# Stated problem 1
According to the CSV dataset page, what does each row in a file represent?

CSV Dataset

ArXiv and OpenReview data stored in CSV format supported by pandas dataframe.

Overview

The CSV Dataset of ArXiv and OpenReview data provides a simple, accessible format of data interface. Built with pandas dataframes, it enables quick exploratory analysis and data manipulation in Python.

Best for: Quick data exploration; pandas-based analysis; portability across tools; simpler workflows without database setup.

Key Features

Pandas Compatible

Directly loadable into pandas DataFrames with proper data types and no additional dependencies.

Easy to Share

Portable format that works across programming languages without database infrastructure.

Human Readable

Plain text format that can be inspected directly or opened in spreadsheet applications.

Low Dependency

No database setup required. CSV dataset can be loaded by any compatible library.

File Structure

The CSV dataset represents entities and relations as separate CSV files. Each file corresponds to one specific entity or relation defined in the linked documentation. Each row represents a single entity or relationship instance with consistent column headers.

# Stated problem 2
Arrange the lines of the listing as a JSON list of strings, one string per line and blank lines omitted. Start at the line containing "of the windshield" and continue through the final line of the listing, including both.

Records from a point-labeling set
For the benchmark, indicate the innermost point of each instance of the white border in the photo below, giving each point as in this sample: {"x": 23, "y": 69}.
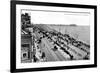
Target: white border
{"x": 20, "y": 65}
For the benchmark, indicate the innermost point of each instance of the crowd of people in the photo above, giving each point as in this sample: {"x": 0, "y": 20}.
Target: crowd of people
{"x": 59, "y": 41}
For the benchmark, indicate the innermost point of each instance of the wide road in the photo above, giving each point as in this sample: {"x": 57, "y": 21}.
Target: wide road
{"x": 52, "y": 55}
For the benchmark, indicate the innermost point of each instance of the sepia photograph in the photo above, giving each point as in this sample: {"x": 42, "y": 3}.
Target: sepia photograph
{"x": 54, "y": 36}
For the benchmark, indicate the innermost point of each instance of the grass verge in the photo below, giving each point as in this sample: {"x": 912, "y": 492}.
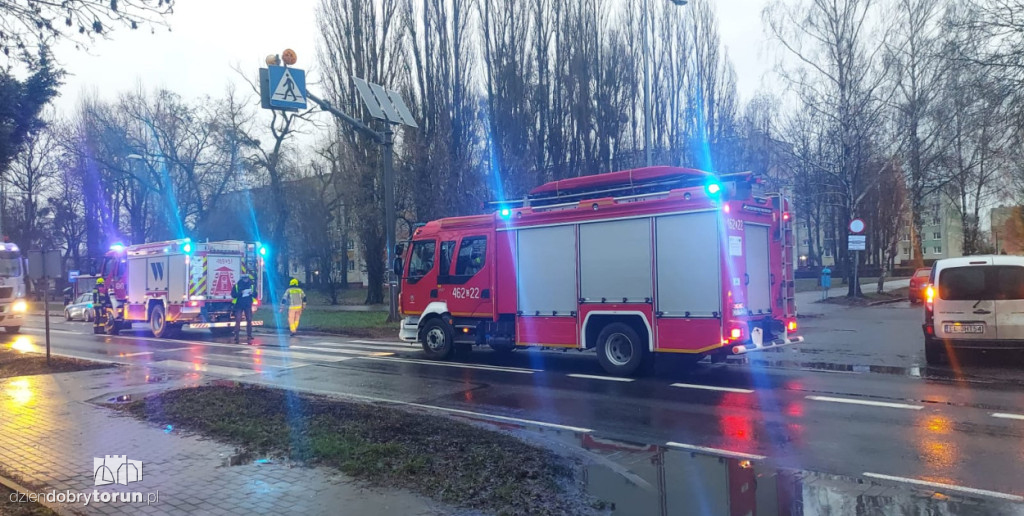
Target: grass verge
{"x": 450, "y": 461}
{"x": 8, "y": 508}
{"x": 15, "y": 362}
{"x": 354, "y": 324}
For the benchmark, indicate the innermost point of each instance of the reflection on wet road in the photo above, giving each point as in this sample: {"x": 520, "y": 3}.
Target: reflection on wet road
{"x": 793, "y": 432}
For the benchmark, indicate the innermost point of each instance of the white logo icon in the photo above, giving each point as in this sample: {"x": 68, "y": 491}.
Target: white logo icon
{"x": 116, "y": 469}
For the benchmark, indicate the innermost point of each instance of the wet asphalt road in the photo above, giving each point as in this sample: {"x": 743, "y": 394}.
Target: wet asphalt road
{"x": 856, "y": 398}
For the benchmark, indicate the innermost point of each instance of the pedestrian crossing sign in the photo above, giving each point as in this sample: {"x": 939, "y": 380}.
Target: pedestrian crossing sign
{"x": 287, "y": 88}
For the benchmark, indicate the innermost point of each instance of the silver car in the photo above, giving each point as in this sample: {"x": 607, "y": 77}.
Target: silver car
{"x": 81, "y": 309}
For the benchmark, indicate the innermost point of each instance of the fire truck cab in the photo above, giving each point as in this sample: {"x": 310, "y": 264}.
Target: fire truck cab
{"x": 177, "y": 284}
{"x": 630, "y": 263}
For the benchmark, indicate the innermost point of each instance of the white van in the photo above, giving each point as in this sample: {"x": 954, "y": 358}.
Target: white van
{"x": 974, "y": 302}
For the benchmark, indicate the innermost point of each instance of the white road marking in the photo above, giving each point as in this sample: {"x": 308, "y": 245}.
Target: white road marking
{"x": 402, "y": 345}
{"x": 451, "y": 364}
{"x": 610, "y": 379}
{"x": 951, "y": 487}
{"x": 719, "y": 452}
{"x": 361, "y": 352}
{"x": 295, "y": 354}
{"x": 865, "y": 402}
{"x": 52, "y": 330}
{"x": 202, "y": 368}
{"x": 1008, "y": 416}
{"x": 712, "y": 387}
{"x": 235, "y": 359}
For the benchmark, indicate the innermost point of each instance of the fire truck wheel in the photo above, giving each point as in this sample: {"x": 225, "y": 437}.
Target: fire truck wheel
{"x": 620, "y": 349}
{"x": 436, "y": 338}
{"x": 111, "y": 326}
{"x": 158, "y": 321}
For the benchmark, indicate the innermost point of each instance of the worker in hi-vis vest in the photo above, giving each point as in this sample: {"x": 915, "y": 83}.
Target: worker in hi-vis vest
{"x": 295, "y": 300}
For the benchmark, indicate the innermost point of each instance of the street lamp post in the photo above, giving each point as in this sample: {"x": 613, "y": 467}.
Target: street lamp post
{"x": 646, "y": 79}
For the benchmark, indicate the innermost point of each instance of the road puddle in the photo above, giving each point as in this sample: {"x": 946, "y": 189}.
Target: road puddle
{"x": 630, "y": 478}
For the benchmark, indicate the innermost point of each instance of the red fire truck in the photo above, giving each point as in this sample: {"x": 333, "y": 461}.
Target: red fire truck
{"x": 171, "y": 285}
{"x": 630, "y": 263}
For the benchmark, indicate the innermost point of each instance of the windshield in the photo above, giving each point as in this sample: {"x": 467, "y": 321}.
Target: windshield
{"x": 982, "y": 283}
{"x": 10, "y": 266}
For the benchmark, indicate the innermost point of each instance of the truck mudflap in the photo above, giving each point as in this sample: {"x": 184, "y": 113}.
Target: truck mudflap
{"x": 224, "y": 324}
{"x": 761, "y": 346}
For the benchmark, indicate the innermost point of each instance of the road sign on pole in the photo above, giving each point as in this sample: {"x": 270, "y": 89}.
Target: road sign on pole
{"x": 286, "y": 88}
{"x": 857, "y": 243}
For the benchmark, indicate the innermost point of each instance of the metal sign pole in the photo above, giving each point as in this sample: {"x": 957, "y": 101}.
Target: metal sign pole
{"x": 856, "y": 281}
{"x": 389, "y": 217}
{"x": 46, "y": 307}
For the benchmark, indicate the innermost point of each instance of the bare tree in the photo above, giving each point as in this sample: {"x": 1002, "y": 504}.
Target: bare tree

# Right answer 1
Each row represents a single entity or relationship instance with consistent column headers.

# Right answer 2
[
  "For the benchmark, indicate the innermost point of each instance of the windshield in the photo above, giving each point as in this sample: {\"x\": 467, \"y\": 321}.",
  "Target: windshield",
  "{\"x\": 982, \"y\": 283}",
  "{\"x\": 10, \"y\": 266}",
  "For the benchmark, indicate the innermost point of each instance of the truck mudflap in the photo above, giving each point as in this sample: {\"x\": 184, \"y\": 113}.",
  "Target: truck mudflap",
  "{\"x\": 224, \"y\": 324}",
  "{\"x\": 761, \"y\": 346}",
  "For the benchmark, indicate the innermost point of each instance of the road sign on pole in the photo above, giving each point as in this sample: {\"x\": 270, \"y\": 89}.",
  "Target: road sign on pole",
  "{\"x\": 286, \"y\": 88}",
  "{\"x\": 857, \"y\": 243}",
  "For the benchmark, indicate the innermost point of each instance of the metal sign pole in the photo above, giving each point as in this sample: {\"x\": 957, \"y\": 101}.",
  "Target: metal sign pole",
  "{\"x\": 856, \"y\": 281}",
  "{\"x\": 389, \"y\": 217}",
  "{\"x\": 46, \"y\": 307}",
  "For the benchmark, indicate the innermost point of each instance of the bare tree in the photo above, giving each point as in this sample: {\"x\": 1002, \"y\": 504}.",
  "Target: bare tree"
]